━━━ Input for this task

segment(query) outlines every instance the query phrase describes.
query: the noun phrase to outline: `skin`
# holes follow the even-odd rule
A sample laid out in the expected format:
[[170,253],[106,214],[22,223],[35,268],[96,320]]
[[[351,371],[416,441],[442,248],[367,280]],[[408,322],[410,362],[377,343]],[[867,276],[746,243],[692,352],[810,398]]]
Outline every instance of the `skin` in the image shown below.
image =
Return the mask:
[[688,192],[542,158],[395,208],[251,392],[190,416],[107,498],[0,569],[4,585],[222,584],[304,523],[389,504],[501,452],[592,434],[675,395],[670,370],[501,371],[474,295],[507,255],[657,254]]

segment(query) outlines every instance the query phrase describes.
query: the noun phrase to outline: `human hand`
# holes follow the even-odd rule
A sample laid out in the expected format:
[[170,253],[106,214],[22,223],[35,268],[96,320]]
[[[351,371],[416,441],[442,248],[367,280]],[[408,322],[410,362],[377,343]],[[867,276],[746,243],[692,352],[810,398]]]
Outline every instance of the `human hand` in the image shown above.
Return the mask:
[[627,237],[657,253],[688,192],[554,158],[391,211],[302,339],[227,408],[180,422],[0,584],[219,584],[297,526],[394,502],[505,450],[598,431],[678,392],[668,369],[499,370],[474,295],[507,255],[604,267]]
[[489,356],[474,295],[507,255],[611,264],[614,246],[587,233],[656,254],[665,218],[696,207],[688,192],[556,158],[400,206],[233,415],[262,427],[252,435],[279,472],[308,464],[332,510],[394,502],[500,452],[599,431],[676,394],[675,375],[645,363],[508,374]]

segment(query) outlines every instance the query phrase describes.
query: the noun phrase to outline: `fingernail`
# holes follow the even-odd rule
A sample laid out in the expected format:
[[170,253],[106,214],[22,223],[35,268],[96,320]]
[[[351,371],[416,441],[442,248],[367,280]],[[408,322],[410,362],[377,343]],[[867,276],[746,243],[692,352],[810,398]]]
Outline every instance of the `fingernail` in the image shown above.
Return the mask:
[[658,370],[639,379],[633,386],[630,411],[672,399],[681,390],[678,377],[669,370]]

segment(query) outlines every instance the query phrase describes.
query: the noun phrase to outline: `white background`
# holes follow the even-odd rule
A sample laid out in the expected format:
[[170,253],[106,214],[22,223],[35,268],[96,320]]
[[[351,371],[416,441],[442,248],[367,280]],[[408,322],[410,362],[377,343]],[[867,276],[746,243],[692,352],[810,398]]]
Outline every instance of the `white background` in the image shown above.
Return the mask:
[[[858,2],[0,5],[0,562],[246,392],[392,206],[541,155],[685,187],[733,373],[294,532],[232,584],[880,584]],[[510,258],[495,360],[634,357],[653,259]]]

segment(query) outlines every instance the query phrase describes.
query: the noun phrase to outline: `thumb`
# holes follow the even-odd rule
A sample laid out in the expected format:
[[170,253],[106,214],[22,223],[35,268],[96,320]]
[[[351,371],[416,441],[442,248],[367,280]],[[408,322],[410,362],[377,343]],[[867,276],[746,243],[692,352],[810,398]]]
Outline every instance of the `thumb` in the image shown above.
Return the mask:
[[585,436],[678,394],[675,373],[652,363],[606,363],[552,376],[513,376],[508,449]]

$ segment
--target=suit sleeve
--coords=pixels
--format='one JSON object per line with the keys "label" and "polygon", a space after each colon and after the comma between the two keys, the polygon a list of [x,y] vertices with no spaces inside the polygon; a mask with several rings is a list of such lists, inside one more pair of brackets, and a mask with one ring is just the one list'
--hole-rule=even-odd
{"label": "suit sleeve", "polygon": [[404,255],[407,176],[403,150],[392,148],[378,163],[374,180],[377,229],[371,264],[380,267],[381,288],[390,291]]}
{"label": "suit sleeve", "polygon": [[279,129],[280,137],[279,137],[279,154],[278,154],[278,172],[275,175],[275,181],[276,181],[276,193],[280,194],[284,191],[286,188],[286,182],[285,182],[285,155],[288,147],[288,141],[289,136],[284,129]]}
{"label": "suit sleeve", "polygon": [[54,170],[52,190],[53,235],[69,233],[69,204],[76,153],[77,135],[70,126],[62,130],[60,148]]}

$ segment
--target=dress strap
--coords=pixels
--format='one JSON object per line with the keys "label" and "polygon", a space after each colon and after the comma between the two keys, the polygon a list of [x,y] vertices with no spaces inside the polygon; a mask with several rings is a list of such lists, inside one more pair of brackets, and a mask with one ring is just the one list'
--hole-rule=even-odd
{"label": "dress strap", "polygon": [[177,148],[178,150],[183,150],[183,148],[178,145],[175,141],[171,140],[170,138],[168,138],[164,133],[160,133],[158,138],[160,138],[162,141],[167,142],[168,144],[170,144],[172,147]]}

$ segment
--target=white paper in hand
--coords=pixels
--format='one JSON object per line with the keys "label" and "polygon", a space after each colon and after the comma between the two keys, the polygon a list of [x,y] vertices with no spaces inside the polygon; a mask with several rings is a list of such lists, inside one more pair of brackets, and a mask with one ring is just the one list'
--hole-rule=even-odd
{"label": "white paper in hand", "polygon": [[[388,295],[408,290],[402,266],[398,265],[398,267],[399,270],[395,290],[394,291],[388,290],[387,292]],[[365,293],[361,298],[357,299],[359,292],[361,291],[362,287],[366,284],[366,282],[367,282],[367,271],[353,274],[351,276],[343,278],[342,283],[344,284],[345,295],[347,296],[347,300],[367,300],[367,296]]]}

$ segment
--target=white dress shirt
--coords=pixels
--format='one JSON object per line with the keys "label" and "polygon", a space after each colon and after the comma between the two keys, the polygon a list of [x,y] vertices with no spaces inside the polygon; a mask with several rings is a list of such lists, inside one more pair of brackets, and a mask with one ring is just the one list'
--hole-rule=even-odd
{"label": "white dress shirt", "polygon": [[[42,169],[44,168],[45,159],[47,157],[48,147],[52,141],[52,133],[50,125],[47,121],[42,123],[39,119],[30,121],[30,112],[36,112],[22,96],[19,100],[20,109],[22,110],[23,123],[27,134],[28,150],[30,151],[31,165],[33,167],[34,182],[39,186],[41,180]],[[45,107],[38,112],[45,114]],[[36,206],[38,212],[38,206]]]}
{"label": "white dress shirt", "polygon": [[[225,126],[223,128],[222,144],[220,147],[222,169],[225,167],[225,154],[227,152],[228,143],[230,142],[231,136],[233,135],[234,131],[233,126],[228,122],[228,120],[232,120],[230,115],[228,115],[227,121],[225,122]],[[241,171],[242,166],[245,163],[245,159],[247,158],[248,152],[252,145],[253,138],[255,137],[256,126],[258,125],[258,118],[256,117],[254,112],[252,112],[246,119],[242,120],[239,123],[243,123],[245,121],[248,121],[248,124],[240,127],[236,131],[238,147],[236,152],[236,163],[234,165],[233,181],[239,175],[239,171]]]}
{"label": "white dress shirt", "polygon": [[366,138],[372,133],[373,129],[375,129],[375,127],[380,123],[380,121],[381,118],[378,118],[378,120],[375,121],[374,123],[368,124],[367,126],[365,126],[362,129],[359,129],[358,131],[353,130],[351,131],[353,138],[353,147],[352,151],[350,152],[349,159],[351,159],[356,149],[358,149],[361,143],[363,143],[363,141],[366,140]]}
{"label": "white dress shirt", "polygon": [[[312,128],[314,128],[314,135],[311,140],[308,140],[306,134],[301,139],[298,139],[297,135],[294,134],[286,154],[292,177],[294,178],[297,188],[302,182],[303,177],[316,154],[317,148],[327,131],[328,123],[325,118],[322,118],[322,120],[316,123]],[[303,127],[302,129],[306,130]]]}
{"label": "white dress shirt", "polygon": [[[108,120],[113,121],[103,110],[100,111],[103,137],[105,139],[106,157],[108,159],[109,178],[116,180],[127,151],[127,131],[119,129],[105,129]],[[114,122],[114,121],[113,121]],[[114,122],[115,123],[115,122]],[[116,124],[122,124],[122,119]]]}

━━━━━━

Exercise → Count the lines in the records that contain the string "background", treating uppercase and lowercase as different. Reply with the number alone.

Exercise result → 2